Task instructions> If a line in the records below contains the word "outlet", copy it out.

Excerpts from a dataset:

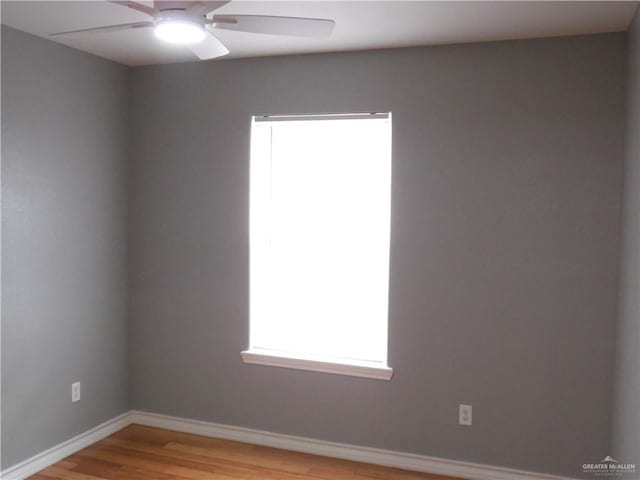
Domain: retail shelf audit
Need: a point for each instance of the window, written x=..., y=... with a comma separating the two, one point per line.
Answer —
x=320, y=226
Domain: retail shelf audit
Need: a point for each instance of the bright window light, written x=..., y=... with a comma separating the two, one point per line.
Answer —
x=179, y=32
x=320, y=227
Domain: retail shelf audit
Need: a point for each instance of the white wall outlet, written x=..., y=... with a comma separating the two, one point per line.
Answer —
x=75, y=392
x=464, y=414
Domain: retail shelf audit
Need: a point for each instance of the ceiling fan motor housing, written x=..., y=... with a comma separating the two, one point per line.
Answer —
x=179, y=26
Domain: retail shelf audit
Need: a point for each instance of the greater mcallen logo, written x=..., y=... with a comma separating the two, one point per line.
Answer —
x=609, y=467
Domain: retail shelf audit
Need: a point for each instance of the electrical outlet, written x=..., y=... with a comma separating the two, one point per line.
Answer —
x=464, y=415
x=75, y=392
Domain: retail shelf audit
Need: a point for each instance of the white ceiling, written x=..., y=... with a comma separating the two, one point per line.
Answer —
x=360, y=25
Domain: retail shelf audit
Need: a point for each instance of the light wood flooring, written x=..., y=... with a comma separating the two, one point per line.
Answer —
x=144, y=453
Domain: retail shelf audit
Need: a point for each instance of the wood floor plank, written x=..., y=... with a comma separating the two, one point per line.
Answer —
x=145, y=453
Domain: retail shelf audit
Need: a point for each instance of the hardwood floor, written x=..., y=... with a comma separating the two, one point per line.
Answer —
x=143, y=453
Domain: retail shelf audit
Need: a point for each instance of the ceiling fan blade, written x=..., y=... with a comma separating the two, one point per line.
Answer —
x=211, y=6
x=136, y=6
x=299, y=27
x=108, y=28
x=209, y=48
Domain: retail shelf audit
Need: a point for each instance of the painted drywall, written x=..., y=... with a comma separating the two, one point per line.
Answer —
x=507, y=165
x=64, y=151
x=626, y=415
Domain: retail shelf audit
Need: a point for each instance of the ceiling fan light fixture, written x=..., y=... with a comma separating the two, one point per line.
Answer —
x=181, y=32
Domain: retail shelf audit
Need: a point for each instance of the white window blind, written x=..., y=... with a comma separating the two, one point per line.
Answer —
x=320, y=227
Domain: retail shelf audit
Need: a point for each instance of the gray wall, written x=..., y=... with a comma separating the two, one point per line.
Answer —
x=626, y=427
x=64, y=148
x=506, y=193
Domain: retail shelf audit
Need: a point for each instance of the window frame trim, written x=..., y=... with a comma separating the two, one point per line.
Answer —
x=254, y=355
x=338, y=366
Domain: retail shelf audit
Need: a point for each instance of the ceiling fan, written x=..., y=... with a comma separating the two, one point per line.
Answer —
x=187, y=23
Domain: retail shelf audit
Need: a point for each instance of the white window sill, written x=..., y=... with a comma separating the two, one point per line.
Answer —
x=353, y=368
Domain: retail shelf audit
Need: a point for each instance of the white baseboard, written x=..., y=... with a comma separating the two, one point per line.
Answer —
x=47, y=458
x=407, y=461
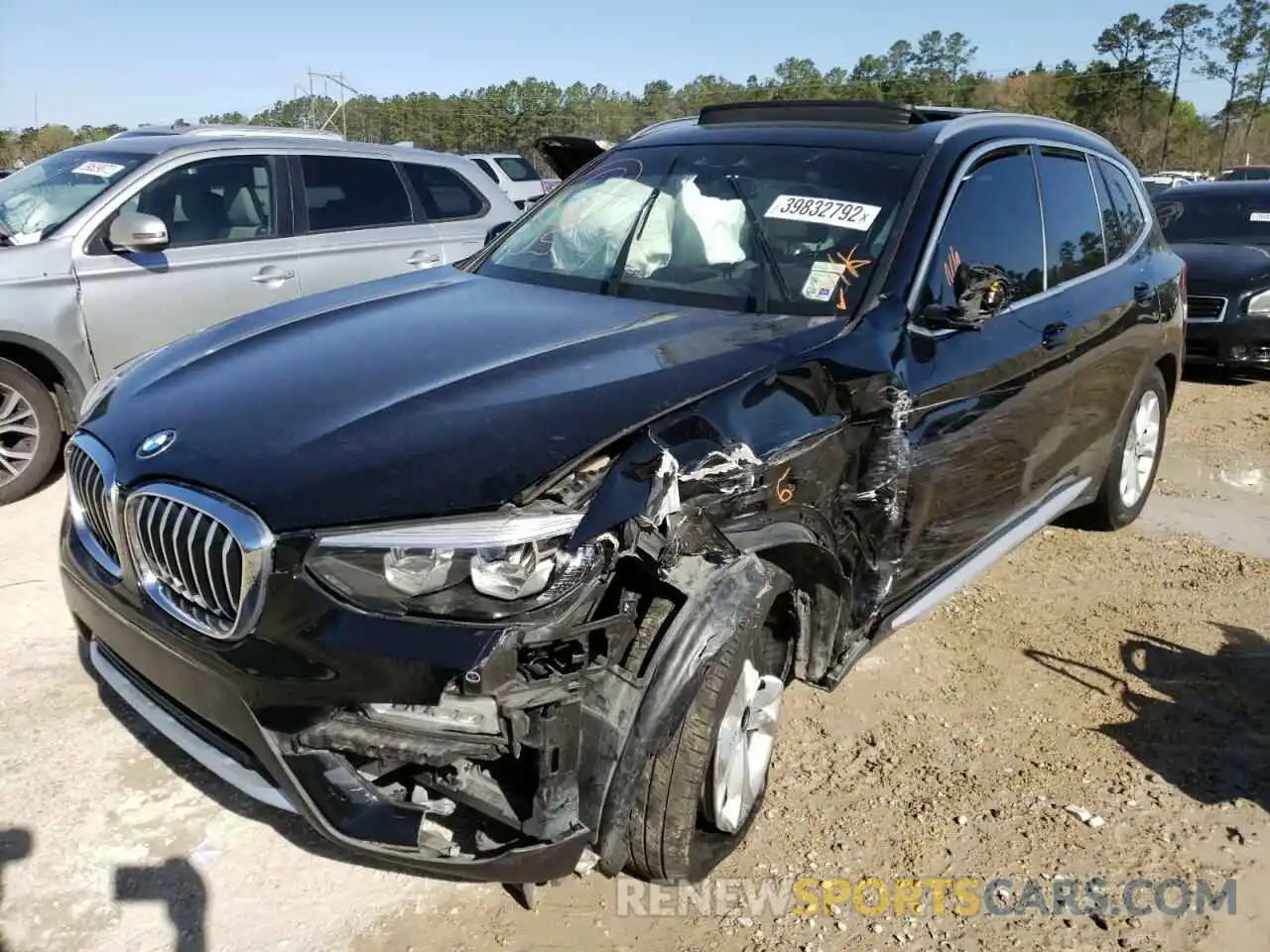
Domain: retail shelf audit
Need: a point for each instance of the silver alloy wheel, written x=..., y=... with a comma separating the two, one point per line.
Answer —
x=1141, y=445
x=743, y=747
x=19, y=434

...

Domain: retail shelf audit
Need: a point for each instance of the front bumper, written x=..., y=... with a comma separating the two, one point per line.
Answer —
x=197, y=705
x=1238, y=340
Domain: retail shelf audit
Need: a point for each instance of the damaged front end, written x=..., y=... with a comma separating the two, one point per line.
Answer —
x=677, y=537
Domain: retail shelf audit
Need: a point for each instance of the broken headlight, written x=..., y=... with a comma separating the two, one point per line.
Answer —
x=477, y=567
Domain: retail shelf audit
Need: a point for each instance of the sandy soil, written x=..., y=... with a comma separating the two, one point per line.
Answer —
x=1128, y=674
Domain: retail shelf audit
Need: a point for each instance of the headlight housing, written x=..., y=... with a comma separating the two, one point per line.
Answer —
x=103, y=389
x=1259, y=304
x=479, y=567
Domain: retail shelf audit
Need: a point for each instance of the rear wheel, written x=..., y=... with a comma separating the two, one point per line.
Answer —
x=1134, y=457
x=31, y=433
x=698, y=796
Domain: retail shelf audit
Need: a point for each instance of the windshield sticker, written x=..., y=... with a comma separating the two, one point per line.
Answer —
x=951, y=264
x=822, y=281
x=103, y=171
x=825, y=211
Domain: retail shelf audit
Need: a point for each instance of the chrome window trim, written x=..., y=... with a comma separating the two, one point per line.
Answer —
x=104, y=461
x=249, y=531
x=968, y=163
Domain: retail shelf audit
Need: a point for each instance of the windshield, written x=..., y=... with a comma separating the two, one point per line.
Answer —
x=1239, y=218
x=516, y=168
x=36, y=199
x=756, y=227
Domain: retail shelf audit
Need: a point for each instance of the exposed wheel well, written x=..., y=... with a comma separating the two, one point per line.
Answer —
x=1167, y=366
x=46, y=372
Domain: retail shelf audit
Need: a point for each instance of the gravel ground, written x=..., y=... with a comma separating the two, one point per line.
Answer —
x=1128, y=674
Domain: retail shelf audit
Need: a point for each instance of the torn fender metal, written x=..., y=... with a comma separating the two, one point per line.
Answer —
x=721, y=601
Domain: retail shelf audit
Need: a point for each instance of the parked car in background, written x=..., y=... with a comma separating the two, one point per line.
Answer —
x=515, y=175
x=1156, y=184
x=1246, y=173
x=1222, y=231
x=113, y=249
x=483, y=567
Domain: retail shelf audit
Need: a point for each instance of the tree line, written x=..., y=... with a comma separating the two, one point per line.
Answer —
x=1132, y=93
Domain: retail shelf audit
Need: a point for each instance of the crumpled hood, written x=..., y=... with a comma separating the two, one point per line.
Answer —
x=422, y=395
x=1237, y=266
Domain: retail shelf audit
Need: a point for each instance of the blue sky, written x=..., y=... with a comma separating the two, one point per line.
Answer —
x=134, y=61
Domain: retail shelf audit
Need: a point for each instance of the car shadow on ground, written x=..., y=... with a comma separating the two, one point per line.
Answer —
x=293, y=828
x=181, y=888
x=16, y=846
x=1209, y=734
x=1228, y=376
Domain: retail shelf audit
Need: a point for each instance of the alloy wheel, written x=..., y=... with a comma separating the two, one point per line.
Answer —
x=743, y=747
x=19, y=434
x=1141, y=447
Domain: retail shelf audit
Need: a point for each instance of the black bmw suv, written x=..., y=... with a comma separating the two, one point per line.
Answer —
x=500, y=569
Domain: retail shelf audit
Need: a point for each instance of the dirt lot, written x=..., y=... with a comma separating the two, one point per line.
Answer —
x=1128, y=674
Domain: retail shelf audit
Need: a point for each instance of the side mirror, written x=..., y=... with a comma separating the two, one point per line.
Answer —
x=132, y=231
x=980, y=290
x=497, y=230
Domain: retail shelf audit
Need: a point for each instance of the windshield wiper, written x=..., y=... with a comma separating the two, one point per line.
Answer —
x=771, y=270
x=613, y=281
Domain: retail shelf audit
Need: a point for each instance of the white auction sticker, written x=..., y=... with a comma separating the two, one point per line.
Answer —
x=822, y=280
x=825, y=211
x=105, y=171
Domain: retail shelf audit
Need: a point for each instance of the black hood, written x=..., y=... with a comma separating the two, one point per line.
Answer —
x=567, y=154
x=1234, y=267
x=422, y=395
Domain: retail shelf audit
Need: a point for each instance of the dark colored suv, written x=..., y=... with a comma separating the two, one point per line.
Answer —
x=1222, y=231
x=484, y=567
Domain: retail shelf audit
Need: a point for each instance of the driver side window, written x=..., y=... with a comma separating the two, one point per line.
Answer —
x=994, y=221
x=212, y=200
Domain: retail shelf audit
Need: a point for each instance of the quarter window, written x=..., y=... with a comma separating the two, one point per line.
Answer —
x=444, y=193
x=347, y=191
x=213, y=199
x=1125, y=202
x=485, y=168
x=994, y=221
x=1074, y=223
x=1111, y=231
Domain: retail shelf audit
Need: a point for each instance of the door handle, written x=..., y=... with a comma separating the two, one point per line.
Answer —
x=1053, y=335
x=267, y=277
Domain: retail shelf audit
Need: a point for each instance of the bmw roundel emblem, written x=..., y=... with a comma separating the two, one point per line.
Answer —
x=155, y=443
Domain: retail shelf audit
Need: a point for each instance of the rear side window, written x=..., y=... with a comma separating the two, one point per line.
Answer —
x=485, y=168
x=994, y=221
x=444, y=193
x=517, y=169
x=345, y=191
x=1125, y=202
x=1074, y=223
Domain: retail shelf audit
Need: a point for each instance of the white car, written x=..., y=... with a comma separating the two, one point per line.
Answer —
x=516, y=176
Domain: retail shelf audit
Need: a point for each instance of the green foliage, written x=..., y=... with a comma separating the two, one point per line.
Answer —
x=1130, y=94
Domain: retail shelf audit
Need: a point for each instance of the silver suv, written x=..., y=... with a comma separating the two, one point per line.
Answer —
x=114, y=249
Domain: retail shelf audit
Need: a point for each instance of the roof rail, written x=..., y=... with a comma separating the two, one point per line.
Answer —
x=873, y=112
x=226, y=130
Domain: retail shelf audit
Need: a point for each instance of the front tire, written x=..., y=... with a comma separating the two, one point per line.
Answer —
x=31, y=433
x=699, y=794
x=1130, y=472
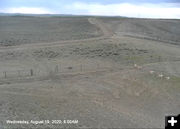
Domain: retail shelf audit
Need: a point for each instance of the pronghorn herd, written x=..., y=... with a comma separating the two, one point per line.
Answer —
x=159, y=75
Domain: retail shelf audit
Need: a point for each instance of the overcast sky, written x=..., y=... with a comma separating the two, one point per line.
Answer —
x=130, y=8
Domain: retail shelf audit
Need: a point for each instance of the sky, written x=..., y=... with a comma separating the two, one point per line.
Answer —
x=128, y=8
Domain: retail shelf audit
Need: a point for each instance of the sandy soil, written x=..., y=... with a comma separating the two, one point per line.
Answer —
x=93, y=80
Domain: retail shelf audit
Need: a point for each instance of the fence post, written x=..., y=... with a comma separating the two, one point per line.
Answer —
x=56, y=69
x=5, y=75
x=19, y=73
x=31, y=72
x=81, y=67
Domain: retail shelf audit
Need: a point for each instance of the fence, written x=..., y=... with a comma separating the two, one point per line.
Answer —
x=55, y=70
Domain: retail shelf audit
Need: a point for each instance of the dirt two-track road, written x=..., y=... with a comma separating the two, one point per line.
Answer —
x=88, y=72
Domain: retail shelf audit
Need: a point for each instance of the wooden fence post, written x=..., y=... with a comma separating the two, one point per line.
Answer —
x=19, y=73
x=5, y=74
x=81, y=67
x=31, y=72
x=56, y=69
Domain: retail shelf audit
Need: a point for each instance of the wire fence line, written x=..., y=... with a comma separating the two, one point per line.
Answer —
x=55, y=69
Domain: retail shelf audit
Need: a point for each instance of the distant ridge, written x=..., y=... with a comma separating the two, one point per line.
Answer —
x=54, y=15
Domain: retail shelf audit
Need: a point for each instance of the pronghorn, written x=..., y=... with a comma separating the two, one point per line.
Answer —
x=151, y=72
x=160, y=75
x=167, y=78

...

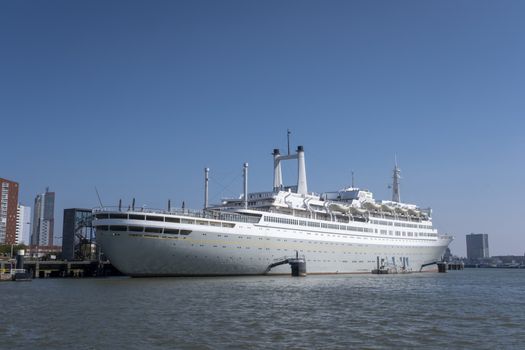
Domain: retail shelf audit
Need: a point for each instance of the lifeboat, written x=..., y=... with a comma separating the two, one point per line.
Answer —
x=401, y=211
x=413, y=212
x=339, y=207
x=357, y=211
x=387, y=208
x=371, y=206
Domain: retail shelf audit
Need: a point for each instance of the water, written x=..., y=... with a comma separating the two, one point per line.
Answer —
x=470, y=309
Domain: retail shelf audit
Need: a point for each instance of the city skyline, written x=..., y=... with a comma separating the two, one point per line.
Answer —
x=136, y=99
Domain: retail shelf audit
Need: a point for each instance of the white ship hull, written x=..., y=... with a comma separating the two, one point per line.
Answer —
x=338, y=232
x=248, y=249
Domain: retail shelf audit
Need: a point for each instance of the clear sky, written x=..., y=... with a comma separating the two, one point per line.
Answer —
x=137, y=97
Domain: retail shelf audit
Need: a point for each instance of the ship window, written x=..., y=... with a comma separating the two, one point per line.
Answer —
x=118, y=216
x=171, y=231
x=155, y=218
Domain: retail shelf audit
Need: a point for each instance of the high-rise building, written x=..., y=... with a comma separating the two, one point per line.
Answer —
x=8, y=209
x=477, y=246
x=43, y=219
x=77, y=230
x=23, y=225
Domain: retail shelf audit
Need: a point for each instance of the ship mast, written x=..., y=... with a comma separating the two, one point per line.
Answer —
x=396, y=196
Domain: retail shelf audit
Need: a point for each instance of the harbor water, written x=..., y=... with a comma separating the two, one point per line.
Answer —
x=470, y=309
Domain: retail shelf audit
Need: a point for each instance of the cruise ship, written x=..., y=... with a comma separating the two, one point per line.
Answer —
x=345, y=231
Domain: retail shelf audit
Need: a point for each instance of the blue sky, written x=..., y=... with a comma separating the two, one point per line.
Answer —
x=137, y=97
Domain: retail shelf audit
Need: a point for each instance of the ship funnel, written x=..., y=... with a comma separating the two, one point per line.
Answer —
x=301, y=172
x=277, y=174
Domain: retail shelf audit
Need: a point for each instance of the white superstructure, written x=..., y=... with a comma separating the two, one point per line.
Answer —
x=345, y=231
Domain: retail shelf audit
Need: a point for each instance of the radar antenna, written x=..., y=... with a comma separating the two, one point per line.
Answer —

Response to this exercise>
Need: a point for each instance of the white wall outlet, written x=..., y=... with a comma separating the two, one point per line.
Need: a point for each instance of the electrical outlet, written x=..., y=... with a comma separating the two, one point per line.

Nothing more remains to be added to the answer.